Referring expression data:
BEGIN

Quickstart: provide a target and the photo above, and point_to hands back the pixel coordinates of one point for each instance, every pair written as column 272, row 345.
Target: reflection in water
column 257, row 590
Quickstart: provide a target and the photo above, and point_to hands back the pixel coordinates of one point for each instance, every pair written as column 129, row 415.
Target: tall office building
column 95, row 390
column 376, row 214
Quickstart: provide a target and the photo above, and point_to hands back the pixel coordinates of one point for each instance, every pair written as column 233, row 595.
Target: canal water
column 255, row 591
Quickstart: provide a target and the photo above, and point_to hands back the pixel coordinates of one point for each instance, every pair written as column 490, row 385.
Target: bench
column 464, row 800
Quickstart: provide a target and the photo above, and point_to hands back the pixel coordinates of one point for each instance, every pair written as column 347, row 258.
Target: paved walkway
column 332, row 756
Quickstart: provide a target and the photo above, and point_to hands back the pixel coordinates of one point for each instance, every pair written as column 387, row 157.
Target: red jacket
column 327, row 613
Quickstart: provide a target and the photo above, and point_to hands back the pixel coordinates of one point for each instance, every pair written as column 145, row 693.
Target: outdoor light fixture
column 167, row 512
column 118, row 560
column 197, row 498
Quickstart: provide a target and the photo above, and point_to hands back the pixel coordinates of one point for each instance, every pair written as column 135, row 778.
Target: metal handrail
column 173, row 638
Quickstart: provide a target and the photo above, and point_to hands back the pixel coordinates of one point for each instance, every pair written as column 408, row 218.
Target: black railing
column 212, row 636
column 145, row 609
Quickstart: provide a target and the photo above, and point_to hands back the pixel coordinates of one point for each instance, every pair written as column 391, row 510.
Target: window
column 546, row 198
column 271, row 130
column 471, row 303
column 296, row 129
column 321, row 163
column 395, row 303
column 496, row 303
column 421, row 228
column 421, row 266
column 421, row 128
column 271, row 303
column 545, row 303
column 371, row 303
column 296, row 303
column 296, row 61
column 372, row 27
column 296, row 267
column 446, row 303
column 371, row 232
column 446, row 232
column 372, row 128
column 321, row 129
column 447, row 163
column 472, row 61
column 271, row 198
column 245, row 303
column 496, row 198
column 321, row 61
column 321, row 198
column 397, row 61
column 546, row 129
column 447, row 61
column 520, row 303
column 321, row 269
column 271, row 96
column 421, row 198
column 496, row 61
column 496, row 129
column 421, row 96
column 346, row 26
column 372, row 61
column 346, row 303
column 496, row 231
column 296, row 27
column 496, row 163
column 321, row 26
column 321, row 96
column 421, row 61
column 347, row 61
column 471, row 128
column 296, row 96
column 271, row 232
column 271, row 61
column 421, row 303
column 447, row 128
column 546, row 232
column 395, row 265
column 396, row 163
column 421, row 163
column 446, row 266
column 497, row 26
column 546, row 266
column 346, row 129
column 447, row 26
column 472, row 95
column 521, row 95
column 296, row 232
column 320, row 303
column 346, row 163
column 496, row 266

END

YOUR TASK ->
The output should match the records above exactly, entry for entry.

RESPONSE TO THIS TASK ->
Quickstart: provide a target and the photo above, and point_to hands back the pixel coordinates of one point for each instance, every pair written as column 272, row 345.
Target: reflection in water
column 257, row 590
Quickstart: provide a target and the photo above, and point_to hands back the pixel coordinates of one point for each instance, every pair written as column 129, row 415.
Target: tall office building
column 95, row 390
column 376, row 214
Quickstart: provide a target and the photo above, and point_to hands back the pixel coordinates of one point for each instance, every pair written as column 233, row 595.
Target: canal water
column 255, row 591
Quickstart: provide a target and the photo above, and point_to hands back the pixel coordinates of one point for each instance, every pair written as column 490, row 385.
Target: bench
column 464, row 800
Quickstart: provide a target and the photo above, and point_to hands back the pixel coordinates of one point for each instance, every pair written as column 347, row 258.
Target: paved walkway
column 332, row 756
Quickstart: provide a target and the photo above, and point_to hands back the pixel coordinates of one point for each instance, every pair written as column 387, row 157.
Target: red jacket
column 327, row 613
Quickstart: provide a target and the photo above, and point_to hands back the pixel coordinates of one point for each instance, every pair written as column 145, row 693.
Target: outdoor light fixture
column 167, row 512
column 118, row 560
column 197, row 498
Quickstart: provide a target and the photo above, and point_to hands back the pixel coordinates of one point for each instance, every pair written as column 135, row 778.
Target: metal handrail
column 173, row 638
Quickstart: provide a target and the photo above, and point_to hands back the pixel coordinates of one point for each instance, every pair written as column 408, row 218.
Target: black railing
column 212, row 636
column 145, row 609
Quickstart: provide a target and the photo above, and point_to hands back the pixel coordinates of one point for each instance, every pair written as column 391, row 510.
Target: window
column 546, row 198
column 271, row 130
column 471, row 303
column 296, row 129
column 321, row 163
column 395, row 303
column 496, row 303
column 421, row 228
column 421, row 266
column 421, row 128
column 271, row 303
column 545, row 303
column 371, row 303
column 296, row 303
column 296, row 61
column 372, row 27
column 296, row 267
column 446, row 303
column 371, row 232
column 446, row 232
column 372, row 128
column 321, row 129
column 447, row 163
column 472, row 61
column 271, row 198
column 245, row 303
column 496, row 198
column 321, row 61
column 321, row 198
column 397, row 61
column 546, row 129
column 447, row 61
column 520, row 303
column 321, row 269
column 271, row 96
column 421, row 198
column 496, row 61
column 496, row 129
column 421, row 96
column 346, row 26
column 372, row 61
column 346, row 303
column 496, row 231
column 296, row 27
column 496, row 163
column 321, row 26
column 321, row 96
column 421, row 61
column 347, row 61
column 471, row 128
column 296, row 96
column 271, row 232
column 271, row 61
column 421, row 303
column 447, row 128
column 546, row 232
column 395, row 265
column 396, row 163
column 421, row 163
column 446, row 266
column 497, row 26
column 546, row 266
column 346, row 129
column 447, row 26
column 472, row 95
column 521, row 95
column 296, row 232
column 320, row 303
column 346, row 163
column 496, row 266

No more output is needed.